SUPPLIED PASSAGE =>
I had a cardiology moment the other day. I don't have many anymore-now my days are mostly filled with routine elective surgeries and the occasional trauma repair. My current cardiology work consists of checking for murmurs on pet store puppies and pre-operative cases. But then this happened.
I was cutting a dog with a silent diaphragmatic hernia. He was sweet for his pre-surgery exam, pressing himself around my legs and thumping his tail, a goofy grin on his face. He was a big red chow-chow-mix from the shelter, where he'd ended up three months earlier, when animal control found him in a ditch with a fractured leg and no ID. The surgeon who fixed the fracture diagnosed a pneumothorax, and we were repeating the radiographs, more for protocol than anything else. We didn't expect anything to be amiss, but it was-by a mile.
This is gonna suck
I opened him up and slid my hand into his belly, around the curve of his stomach to move it out of the way. But I quickly realized there was nothing to move it out of the way of. His entire intestinal mass was in his thorax, leaving me looking at the distal end of his proximal duodenum disappearing into his chest. I got that sinking feeling I get when something's about to really suck. Remember, this guy was three months out from the original injury. That's a lot of time for displaced organs to settle in and get stuck to each other. To see what sort of fight I was going to have, I pulled just a little ... and his pancreas plopped into my hand. Happy, fluffy and pink-so much like cotton candy. This was followed by shiny grey loop after loop of perfectly happy jejunum, piling up all slick and folded over as I kept pulling. Suddenly, there was a little resistance-just a little. I had just registered the resistance when it gave and was gone, as the cecum popped out like a party balloon and the whole jumble fell free into the empty space waiting for it. What a lucky dog. I still hadn't gotten to see the hole itself, so I decided to feel instead.

PROBLEM 1 =>
From the hernia surgery account, list every injury or medical condition the dog is said to have had.
PROBLEM 2 =>
Summarize the hernia surgery account in two sentences.

SOURCE MATERIAL =>
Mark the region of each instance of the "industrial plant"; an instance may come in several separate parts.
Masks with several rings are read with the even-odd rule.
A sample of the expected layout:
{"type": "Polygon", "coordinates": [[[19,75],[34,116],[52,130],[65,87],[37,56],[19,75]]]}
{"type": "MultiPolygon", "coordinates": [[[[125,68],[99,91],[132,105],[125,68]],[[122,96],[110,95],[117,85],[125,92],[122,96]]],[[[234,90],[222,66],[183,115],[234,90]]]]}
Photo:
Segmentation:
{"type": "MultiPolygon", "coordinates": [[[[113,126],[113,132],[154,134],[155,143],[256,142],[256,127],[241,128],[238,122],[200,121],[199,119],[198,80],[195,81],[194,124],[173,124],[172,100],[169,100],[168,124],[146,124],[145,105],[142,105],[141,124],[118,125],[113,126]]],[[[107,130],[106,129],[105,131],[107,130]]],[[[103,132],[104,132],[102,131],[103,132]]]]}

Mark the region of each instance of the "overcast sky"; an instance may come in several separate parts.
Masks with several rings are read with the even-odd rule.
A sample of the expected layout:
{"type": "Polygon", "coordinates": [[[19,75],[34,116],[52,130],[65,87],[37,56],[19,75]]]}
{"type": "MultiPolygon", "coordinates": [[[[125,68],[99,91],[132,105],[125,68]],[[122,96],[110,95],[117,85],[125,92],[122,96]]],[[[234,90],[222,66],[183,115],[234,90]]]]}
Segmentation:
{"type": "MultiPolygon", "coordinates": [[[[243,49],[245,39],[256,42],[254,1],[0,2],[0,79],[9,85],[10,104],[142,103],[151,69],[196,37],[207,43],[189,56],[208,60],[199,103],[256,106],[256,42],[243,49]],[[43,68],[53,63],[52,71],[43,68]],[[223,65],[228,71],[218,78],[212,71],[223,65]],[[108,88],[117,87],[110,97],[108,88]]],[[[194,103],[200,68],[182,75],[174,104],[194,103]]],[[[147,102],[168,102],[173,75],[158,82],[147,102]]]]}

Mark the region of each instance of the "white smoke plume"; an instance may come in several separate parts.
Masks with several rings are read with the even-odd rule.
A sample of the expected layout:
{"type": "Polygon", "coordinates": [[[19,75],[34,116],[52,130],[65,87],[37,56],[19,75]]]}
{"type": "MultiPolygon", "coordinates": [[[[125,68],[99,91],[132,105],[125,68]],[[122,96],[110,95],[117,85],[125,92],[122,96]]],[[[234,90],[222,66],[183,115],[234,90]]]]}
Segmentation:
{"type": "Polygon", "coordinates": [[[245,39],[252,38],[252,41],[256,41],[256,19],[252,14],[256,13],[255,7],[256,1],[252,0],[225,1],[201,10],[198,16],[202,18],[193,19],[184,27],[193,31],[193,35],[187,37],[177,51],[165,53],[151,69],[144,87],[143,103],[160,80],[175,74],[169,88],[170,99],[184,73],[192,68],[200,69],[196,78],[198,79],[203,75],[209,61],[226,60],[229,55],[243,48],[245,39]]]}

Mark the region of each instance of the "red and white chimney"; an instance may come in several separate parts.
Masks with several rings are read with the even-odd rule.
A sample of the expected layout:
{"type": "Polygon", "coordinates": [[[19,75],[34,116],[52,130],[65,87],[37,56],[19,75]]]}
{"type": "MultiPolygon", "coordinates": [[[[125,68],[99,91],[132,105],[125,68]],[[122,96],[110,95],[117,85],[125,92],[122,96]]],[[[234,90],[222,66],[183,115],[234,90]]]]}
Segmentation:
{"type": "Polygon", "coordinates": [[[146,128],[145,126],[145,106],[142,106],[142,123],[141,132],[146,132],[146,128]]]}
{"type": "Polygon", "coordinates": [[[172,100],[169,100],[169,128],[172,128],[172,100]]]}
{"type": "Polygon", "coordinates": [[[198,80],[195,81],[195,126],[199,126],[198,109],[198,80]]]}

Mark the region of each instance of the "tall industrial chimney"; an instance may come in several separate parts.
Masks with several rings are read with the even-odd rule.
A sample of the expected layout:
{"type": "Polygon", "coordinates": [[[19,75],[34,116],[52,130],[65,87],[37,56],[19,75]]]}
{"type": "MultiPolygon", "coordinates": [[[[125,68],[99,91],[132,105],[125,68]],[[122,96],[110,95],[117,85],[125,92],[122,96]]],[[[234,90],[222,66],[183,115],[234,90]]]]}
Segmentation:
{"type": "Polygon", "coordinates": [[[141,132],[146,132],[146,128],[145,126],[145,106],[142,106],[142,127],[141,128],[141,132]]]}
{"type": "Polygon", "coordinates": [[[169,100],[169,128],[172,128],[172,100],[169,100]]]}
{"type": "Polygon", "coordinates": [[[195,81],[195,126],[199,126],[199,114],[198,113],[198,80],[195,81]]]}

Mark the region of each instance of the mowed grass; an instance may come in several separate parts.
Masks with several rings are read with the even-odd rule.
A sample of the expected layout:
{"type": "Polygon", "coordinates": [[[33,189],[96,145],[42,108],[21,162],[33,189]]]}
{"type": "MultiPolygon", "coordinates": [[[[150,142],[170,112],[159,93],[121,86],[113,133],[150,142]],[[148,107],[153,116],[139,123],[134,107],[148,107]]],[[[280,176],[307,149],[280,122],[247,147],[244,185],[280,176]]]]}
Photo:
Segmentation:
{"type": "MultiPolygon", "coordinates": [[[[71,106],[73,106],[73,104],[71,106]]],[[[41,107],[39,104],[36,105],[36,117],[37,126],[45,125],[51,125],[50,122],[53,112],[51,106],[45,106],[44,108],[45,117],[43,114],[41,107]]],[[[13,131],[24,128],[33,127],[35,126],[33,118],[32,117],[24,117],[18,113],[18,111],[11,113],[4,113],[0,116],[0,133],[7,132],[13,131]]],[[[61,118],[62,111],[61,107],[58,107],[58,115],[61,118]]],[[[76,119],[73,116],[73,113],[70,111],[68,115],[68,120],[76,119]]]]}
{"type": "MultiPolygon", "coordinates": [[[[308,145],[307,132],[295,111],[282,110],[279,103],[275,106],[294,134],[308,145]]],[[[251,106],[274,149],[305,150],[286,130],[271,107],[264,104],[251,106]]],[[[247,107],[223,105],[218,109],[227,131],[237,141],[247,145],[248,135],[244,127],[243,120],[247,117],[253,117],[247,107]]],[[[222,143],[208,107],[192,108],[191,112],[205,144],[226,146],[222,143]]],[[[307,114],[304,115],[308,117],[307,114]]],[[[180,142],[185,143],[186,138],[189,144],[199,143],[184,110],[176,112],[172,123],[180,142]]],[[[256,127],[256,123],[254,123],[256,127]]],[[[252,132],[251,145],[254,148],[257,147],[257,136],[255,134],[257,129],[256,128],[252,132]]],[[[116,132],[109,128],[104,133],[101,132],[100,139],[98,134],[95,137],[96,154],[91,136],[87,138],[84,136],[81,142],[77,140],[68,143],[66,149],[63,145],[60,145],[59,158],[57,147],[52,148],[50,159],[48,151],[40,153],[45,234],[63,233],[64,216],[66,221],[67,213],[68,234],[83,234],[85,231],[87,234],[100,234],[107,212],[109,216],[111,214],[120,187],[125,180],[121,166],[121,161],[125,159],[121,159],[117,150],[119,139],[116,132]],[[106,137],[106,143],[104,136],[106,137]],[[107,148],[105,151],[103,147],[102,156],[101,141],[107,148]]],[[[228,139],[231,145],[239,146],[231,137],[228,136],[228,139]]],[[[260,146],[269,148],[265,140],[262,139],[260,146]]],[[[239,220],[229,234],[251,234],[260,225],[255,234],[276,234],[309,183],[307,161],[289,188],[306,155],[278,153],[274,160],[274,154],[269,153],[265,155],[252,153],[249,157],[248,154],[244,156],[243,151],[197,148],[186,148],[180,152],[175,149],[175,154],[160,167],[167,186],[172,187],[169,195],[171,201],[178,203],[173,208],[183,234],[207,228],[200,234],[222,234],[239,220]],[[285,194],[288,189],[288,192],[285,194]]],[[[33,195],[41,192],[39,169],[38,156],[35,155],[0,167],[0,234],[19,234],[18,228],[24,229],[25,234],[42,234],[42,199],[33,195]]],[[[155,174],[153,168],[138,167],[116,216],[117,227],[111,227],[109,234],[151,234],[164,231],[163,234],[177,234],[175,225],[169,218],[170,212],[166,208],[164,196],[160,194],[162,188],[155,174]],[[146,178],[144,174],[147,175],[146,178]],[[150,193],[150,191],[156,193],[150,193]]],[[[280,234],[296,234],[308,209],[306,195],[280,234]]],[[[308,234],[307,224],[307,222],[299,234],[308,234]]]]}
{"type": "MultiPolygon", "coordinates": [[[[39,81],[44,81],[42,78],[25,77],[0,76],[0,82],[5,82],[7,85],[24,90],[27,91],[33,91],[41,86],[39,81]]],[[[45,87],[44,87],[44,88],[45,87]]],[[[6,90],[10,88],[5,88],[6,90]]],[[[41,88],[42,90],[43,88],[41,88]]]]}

ANSWER BOX 1 =>
- A fractured leg
- A pneumothorax
- A silent diaphragmatic hernia

ANSWER BOX 2 =>
A veterinarian who now mostly does routine surgery operated on a shelter chow-chow mix whose repeat radiographs, taken three months after he was found with a fractured leg, revealed a silent diaphragmatic hernia. When the veterinarian opened him up, his entire intestinal mass was in his chest, but with a little pulling the pancreas, jejunum, and cecum came free into the abdomen.